→ **PASSAGE GIVEN**:
■ ■ ■ ■ ■
Krishnakumar Rangachari: For FY '24, the revenue growth, majority of it will come from our existing operations. The new block is getting commissioned in the later part of the first half -- towards the end of the first half of this year. And again, these new products, the volumes in the first year will be -- there will be trial volumes and things like that. So there won't be large volumes.
So in spite of that, we anticipate maybe a 10% to 15% growth in revenue in FY '24, but that number will be a lot higher in the following years once the new production block is completely operational, and we have a ramp-up of the volume of the products that we're bringing in.
Sanjesh Jain:
Got it. Second, on the stand-alone business, this quarter, the gross profit looks on the lower side considering that there was a significant improvement in the Suspension PVC. I think the Paste PVC would have followed the same. There is a INR70 crores sequential drop in the revenue of the specialty. And our gross profit declined sequentially by INR73 crores. That means that there has been sequentially no improvement in the Paste PVC. Were we sitting on a large inventory on EDC, which has sort of pushed the recovery in the Paste PVC?
Ramkumar Shankar:
Not really. It's not a question of inventory, though that did play a small role, but it was more of a question of the prices started reversing like I mentioned in the opening remarks by around March.
■ ■ ■ ■ ■
(Point labels for objects)
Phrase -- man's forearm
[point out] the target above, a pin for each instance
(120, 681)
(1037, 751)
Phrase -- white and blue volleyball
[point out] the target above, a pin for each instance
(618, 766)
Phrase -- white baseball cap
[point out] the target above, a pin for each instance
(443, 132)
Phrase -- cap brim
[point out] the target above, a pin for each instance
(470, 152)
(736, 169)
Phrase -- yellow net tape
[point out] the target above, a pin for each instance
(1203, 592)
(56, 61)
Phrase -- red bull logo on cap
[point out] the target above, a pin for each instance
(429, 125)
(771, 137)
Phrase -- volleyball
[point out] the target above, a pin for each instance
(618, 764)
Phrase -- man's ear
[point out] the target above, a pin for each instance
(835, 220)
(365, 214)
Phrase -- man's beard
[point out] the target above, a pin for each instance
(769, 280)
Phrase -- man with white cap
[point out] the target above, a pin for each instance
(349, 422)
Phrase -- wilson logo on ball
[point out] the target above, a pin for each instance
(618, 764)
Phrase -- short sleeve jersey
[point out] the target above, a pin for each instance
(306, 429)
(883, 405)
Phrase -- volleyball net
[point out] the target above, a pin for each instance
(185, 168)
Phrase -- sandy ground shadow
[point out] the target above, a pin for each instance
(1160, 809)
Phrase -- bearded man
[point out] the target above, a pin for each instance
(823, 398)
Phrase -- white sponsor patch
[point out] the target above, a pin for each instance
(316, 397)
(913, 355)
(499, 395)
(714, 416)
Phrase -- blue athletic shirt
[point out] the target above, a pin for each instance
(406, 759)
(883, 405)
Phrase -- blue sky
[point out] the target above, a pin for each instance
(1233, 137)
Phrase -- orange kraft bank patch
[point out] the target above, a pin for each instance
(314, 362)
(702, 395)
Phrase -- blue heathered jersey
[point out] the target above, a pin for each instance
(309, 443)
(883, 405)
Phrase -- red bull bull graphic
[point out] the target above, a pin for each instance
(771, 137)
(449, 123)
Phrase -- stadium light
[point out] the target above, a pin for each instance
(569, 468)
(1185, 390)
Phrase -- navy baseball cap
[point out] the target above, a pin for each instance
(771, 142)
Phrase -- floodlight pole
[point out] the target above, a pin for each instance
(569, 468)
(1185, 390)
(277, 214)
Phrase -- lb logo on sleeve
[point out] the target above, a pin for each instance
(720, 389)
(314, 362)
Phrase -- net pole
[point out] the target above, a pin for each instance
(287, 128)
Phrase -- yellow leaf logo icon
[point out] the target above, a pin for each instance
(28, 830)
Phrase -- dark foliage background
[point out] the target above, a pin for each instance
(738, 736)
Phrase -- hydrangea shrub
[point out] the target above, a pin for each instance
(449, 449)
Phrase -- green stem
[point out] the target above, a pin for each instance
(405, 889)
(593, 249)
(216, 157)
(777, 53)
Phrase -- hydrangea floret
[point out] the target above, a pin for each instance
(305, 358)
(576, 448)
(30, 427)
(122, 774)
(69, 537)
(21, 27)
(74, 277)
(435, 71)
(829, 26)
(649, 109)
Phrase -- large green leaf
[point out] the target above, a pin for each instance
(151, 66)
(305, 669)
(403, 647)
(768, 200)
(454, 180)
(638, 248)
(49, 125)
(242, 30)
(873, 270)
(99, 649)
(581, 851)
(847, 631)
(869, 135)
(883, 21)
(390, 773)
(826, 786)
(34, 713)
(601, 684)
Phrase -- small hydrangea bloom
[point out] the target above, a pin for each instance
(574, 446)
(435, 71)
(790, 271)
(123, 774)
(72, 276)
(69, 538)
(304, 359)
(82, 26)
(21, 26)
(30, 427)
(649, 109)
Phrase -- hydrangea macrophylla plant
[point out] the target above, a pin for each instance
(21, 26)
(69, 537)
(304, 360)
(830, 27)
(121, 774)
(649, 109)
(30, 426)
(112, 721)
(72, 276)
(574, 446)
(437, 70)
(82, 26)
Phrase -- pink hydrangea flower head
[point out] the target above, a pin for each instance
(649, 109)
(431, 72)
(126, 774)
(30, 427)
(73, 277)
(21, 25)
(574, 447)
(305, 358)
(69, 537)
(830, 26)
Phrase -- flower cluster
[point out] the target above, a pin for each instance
■ ■ ■ ■ ■
→ **AIM**:
Transcribe the earnings call passage from "So in spite" down to "the Paste PVC?".

→ **SOLUTION TO THIS EXERCISE**:
So in spite of that, we anticipate maybe a 10% to 15% growth in revenue in FY '24, but that number will be a lot higher in the following years once the new production block is completely operational, and we have a ramp-up of the volume of the products that we're bringing in.
Sanjesh Jain:
Got it. Second, on the stand-alone business, this quarter, the gross profit looks on the lower side considering that there was a significant improvement in the Suspension PVC. I think the Paste PVC would have followed the same. There is a INR70 crores sequential drop in the revenue of the specialty. And our gross profit declined sequentially by INR73 crores. That means that there has been sequentially no improvement in the Paste PVC. Were we sitting on a large inventory on EDC, which has sort of pushed the recovery in the Paste PVC?